• Directions:
Find each line in the records below that contains the string "photo", with case counting, and copy those lines out in full.

• Input for this task:
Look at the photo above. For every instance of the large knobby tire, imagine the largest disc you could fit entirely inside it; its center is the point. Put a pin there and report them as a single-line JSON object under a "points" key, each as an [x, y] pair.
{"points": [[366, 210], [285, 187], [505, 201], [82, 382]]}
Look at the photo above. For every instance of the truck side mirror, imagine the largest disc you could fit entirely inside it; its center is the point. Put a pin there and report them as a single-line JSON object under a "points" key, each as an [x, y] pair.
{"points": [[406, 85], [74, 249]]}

...

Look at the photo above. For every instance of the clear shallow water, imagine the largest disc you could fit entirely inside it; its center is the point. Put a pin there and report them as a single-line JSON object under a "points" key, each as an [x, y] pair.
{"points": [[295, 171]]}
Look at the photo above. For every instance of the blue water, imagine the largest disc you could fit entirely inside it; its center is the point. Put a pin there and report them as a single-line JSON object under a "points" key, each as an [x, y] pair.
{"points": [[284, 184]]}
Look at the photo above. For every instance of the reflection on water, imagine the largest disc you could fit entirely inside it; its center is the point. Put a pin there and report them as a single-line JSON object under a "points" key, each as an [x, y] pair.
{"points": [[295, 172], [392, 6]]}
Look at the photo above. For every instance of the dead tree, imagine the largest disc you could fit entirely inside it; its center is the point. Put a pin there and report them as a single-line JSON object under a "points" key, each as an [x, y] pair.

• Result of the exercise:
Look at the photo above. For every instance of the large knobby tire, imagine the largest disc you could fit entirely inside it; its center is the point. Put a pin there and report them as a single-line JSON object under a "points" key, each as an [x, y] pair.
Look at the photo above. For every instance of the truck side mirror, imagine the largest disc you could fit entirely inside it; its center is the point. Put a pin there and report them as a single-line JSON object under a "points" key, each as an [x, y] pair.
Look at the photo above. For every instance of the clear shallow water, imagine the largest disc you could fit entirely inside it; its center is the point. Put a pin there and report them as a single-line JSON object under a "points" key, each as an [x, y] pair.
Look at the photo above. For every instance of the blue water, imagine the largest disc you could fit entirely inside it; its center is the point. Put a pin there and report them as a single-line JSON object under a "points" key, each as an [x, y] pair.
Look at the photo above. For every instance of the reflection on water, imagine the largest disc you could fit entirely inside it; its center is the point. Put a pin there and report them as a single-line JSON object under a "points" key, each as an [x, y] pair.
Look at the photo above. For every instance of the dead tree, imagine the largest disc you could fit entirely inside it; its center is the point. Put a pin there and report them as a single-line JSON object under a "points" key, each as an [x, y] pair.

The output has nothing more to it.